PROBLEM. Could you extract every entry below and reproduce it exactly?

Point localization data:
--- --- ---

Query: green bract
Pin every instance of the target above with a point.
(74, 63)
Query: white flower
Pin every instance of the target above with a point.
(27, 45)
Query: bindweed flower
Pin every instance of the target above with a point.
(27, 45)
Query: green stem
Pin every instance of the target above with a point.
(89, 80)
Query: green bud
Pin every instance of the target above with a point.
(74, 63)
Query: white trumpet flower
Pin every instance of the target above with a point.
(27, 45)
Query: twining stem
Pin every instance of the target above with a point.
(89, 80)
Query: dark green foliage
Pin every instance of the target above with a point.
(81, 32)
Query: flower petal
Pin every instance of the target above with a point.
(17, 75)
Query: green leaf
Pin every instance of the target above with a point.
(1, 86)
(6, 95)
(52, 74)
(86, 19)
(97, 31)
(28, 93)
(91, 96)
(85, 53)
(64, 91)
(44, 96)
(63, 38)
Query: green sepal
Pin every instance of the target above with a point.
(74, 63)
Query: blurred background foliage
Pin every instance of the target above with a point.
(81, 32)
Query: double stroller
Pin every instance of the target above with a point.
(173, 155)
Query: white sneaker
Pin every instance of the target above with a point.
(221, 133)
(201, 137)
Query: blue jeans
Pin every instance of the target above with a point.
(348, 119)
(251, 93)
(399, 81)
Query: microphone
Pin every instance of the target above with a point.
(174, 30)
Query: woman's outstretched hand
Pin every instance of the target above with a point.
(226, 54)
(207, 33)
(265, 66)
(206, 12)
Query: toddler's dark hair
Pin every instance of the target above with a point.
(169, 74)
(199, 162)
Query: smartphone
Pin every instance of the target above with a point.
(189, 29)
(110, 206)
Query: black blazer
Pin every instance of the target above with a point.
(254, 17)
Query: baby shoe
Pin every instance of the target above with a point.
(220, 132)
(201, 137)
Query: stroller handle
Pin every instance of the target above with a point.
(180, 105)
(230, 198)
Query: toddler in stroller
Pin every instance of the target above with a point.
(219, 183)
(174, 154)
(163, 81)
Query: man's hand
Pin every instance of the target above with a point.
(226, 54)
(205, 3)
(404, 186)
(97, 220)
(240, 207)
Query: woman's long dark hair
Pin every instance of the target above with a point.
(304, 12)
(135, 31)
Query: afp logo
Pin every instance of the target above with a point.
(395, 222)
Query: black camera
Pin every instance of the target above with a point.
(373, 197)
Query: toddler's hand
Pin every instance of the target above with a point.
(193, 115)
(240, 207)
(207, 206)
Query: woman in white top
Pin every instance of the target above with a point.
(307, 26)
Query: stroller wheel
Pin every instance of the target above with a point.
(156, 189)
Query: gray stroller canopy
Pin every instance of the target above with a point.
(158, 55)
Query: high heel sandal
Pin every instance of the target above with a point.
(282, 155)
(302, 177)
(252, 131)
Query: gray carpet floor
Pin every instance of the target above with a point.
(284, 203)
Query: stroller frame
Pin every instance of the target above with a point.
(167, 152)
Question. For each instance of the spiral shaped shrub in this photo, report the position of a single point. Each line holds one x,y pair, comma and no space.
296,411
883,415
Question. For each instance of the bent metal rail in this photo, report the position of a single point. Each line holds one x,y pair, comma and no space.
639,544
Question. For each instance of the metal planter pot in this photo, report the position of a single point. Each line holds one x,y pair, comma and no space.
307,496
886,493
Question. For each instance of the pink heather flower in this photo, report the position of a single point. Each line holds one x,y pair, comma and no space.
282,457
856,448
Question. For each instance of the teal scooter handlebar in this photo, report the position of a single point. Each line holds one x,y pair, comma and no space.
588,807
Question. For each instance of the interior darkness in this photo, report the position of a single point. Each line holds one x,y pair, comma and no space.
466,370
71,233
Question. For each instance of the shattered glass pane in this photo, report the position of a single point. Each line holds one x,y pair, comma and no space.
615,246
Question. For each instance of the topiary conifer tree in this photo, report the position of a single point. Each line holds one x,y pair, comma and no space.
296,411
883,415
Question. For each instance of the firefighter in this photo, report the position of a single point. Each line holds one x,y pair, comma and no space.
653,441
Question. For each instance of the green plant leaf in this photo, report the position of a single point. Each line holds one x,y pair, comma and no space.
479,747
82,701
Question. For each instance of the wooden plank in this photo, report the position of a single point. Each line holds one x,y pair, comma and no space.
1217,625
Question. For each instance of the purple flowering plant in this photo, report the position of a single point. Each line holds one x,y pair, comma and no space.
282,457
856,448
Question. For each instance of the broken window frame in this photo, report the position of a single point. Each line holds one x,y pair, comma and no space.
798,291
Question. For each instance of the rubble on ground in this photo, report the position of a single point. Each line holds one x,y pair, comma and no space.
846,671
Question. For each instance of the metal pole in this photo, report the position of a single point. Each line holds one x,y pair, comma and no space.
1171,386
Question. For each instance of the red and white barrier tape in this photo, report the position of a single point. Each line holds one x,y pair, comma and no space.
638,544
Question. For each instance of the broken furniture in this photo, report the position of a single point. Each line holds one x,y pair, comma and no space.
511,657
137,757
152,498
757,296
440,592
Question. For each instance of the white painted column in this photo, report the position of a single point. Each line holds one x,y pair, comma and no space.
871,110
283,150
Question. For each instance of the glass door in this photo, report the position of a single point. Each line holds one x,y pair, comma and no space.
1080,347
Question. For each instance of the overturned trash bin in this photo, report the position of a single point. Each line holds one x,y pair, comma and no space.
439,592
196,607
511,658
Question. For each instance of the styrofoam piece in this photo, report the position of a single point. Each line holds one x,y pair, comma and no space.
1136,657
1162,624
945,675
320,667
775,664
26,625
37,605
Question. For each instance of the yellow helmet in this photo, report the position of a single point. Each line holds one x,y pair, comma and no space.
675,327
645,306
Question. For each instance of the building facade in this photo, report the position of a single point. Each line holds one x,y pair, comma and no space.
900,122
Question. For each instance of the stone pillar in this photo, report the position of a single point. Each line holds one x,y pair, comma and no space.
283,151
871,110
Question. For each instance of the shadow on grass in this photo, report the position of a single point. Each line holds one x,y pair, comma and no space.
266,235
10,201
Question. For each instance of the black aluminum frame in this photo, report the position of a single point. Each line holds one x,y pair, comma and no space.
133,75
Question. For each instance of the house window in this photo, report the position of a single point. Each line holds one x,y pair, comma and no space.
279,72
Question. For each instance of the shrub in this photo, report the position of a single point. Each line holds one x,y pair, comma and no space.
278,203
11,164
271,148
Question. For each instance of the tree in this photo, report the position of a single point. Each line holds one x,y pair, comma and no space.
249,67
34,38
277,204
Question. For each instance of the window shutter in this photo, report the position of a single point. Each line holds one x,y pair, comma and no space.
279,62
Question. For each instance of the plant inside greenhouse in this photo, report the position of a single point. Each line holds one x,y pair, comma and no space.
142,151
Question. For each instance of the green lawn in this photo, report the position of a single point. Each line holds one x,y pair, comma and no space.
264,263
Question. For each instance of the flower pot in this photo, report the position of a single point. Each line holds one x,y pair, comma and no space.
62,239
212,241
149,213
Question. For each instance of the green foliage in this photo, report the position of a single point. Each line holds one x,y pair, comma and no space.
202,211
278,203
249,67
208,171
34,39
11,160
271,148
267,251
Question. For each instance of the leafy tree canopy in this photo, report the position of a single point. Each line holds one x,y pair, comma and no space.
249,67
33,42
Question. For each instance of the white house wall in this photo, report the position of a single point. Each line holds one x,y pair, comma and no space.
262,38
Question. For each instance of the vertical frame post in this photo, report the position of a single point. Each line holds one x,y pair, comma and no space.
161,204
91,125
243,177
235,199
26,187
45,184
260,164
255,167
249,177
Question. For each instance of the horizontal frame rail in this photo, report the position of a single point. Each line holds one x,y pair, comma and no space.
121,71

--- --- ---

ANSWER TO THE EXERCISE.
Query: green bract
Pin every instance of the target above with a point.
(74, 63)
Query: white flower
Pin every instance of the target above with a point.
(27, 45)
Query: bindweed flower
Pin every instance of the target above with a point.
(27, 45)
Query: green stem
Pin every instance of the target above with a point.
(89, 80)
Query: green bud
Pin every instance of the target above with a point.
(74, 63)
Query: white trumpet flower
Pin every instance of the target above with a point.
(27, 45)
Query: twining stem
Pin every instance of the target above with a point.
(89, 80)
Query: dark green foliage
Pin every instance of the target above with a point.
(81, 32)
Query: flower petal
Pin every instance of the target above with a point.
(17, 75)
Query: green leaf
Pin every instance of the target above with a point.
(1, 86)
(6, 95)
(52, 74)
(86, 19)
(97, 31)
(28, 93)
(91, 96)
(85, 53)
(64, 91)
(44, 96)
(63, 38)
Query: green sepal
Pin every instance of the target above with a point.
(74, 63)
Query: blurred background foliage
Pin every instance of the target above with a point.
(81, 32)
Query: double stroller
Pin every instance of the target above with a point.
(173, 155)
Query: white sneaker
Pin every instance of the target above with a point.
(221, 133)
(201, 137)
Query: blue jeans
Pin every instance of the target above with a point.
(348, 119)
(251, 93)
(399, 81)
Query: microphone
Pin every instance of the target above with a point.
(174, 30)
Query: woman's outstretched hand
Pin every instance of the target above with a point.
(226, 54)
(207, 33)
(265, 66)
(206, 12)
Query: toddler's dark hair
Pin every instance of the target above with a point.
(169, 74)
(199, 162)
Query: smartphone
Pin every instance of the target above with a point.
(189, 29)
(110, 206)
Query: black blazer
Pin every instance of the target above with a point.
(254, 17)
Query: baby shoe
Pin every instance of the target above with a point.
(220, 132)
(201, 137)
Query: stroller handle
Pin every instance of the target above with a point.
(180, 105)
(230, 198)
Query: toddler in stroller
Pin every instance of the target above with a point.
(219, 183)
(174, 154)
(163, 81)
Query: man's hand
Pin every instance of the target above with a point.
(226, 54)
(205, 3)
(404, 186)
(97, 220)
(240, 207)
Query: woman's long dark hair
Pin every instance of the target above with a point.
(304, 12)
(135, 31)
Query: afp logo
Pin every instance of the target above with a point.
(395, 222)
Query: black camera
Pin every instance of the target above with a point.
(373, 197)
Query: toddler's hand
Pin every instance of the target above with a point.
(193, 115)
(240, 207)
(207, 206)
Query: woman in white top
Pin every instance of the target above with a point.
(307, 26)
Query: stroller wheel
Pin every instance of the target above with a point.
(156, 189)
Query: gray stroller canopy
Pin every instance of the target above with a point.
(158, 55)
Query: high heel sandal
Pin every instance of the target above with a point.
(282, 155)
(302, 177)
(252, 131)
Query: gray carpet floor
Pin every instance of the target above with a point.
(284, 203)
Query: stroller frame
Pin every instance of the target above with a point.
(167, 152)
Question. For each instance of the spiral shaped shrub in this photo, report the position of a single point. Each line holds one x,y pair, comma and no space.
296,411
883,415
Question. For each instance of the bent metal rail in this photo, report the position of a single point. Each line holds one x,y pair, comma and no space.
639,544
Question. For each instance of the metal planter pot in this photo, report the position of a single point. Each line holds one x,y pair, comma and no space.
307,496
886,493
Question. For each instance of the pink heather flower in this photo, report the position of a single point. Each line holds one x,y pair, comma and no space.
282,457
856,448
Question. For each instance of the teal scooter handlebar in this photo, report the position of a single point. Each line holds one x,y pair, comma and no space.
588,807
Question. For each instance of the interior darkness in this photo, report the position of a single point. Each line holds one x,y pair, comma and no space.
466,370
71,233
Question. For each instance of the shattered glass pane in this photo, report the position of a single point. Each line holds one x,y pair, comma and no space.
615,246
Question. For each instance of the topiary conifer tree in this photo, report the position of a single point. Each line holds one x,y pair, comma and no space.
296,411
883,415
Question. For each instance of the firefighter in this photo, report the position of a single point. Each line holds one x,y pair, comma and no space.
653,441
Question. For each instance of the green plant leaf in this photo, report the position of a single point. Each line holds one x,y pair, comma and no space.
479,747
82,701
Question. For each instance of the wooden plank in this photo, report the position of a single point. Each line holds one x,y pair, comma and no space.
1217,625
Question. For each instance of the purple flowering plant in this photo, report the position of a single point. Each line holds one x,y pair, comma and no space.
282,457
856,448
Question. For each instance of the broken window frame in this photo, report the position of a single point. Each line holds one x,y pair, comma and no space.
798,291
Question. For each instance of the rubble on ground in this photo, report the position of a single point. Each line holds one x,y pair, comma and no space.
846,671
Question. For each instance of the metal pole in this photo, report the position of a single point. Each line holds one x,y pair, comma and no space.
1171,386
Question. For each instance of the red and white barrier tape in this photo, report the position of a single point. Each line holds one x,y pair, comma and no space.
638,544
Question. For each instance of the broken furniture in this photo, report the position of a single point. Each line holds one x,y pair, comma and no space.
511,657
137,757
152,498
757,296
440,592
Question. For each instance of the white painted column in this photo, report the position of a single point. Each line holds one x,y pair, comma and no space.
871,110
283,150
Question. For each instance of the glass door in this photo, report the position of a single point. Each line holds one x,y pair, comma and no space.
1080,347
Question. For each instance of the overturned trash bin in this photo, report the position of a single point. Each line holds one x,y pair, comma and no space.
439,592
196,607
511,658
Question. For each instance of the styrofoam piece in this photo, report the position of a single point. Each line holds one x,y pair, comma and no space.
1136,657
1162,624
945,675
320,667
775,664
26,625
37,605
Question. For each instance of the yellow helmet in this photo, report the position of a single point. Each line holds one x,y pair, comma and no space.
675,327
645,306
Question. For each instance of the building facade in this photo, report the position of a single point. Each line holds one x,y pair, comma and no space.
900,122
Question. For each instance of the stone pillar in this photo, report the position of a single point. Each line holds one x,y pair, comma and no space.
283,151
871,110
Question. For each instance of the shadow on grass in this photo, report the position of a single point. Each line holds one x,y pair, comma and no space.
266,235
10,201
Question. For each instance of the black aluminum frame in this photo, report the position of a single point. Each line holds one x,y pair, comma and no space.
133,75
Question. For each instance of the house window in this photo, report the position of a single point. Each line holds one x,y pair, comma and no space.
279,72
Question. For each instance of the shrub in this photo, report the position of a single point. Each line holds one x,y pair, comma and no space.
278,203
11,164
271,148
Question. For each instance of the tree in this photo, report the position of a single point. Each line holds one x,y pair, comma and no space.
249,67
34,38
277,204
Question. For each instance of the window shutter in this photo, report the position of a single point. Each line holds one x,y pair, comma and no space.
279,62
Question. For each instance of the plant inside greenhouse in this photo, report the position of a single point. Each line holds one x,y pair, comma and no space.
142,151
Question. For each instance of the green lawn in this photo, report the position of a single point. Each line holds one x,y pair, comma and no space.
264,263
Question. For each instance of the flower pot in this photo, report the position of a single point. Each line holds one x,y pair, comma and no space.
62,239
212,241
149,213
Question. For each instance of the green foliage in this photo, report the position of a single point. Each line holds one x,y pair, comma and no space.
202,211
278,203
249,67
208,171
34,39
11,160
271,148
267,251
Question. For each instance of the leafy tree canopy in this photo, report the position of a single point. Each line holds one x,y pair, comma and no space.
249,67
33,42
Question. For each instance of the white house wall in this photo, report the position of a single point. Each line holds one x,y pair, comma and no space.
262,38
Question. For each instance of the vertical frame post in this photo, report the position of a single point. Each line holds one x,y pair, comma and no space.
161,204
91,125
243,177
235,199
26,187
45,184
260,164
255,167
249,177
Question. For each instance of the horizontal frame rail in this photo, report the position of a single point. Each line holds one x,y pair, comma and no space.
121,71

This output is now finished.